━━ MATERIAL TO PROCESS
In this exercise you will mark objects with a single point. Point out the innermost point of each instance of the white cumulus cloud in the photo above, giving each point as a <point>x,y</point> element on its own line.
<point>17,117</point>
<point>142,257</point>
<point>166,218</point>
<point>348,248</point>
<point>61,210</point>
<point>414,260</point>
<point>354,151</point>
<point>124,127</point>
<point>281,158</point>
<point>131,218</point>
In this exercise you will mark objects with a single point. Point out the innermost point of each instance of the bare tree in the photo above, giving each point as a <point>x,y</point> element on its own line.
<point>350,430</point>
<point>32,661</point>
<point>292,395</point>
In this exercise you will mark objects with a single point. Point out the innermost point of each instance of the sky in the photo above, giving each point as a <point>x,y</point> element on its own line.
━━━━
## TASK STATEMENT
Reproduce every record above word for word, keeping their original order.

## COMPLETE RESPONSE
In this exercise you will mark objects with a single point. Point out the innermost point of each instance of the white cumulus cloud in the photo above, giving each point as a <point>x,y</point> element on its own line.
<point>17,117</point>
<point>142,257</point>
<point>166,218</point>
<point>348,248</point>
<point>61,210</point>
<point>414,260</point>
<point>354,151</point>
<point>124,127</point>
<point>281,158</point>
<point>131,218</point>
In this exercise you will mark objects with a single point. Point out the innermost point of each instance of the bare tree in the photo above, giving each point as a <point>x,y</point> element on its own line.
<point>350,430</point>
<point>32,661</point>
<point>292,395</point>
In this exercise you will mark objects with a single point. Point out the innermost point of each instance of the sky in the photo above, giving each point as a <point>x,y</point> element on its own line.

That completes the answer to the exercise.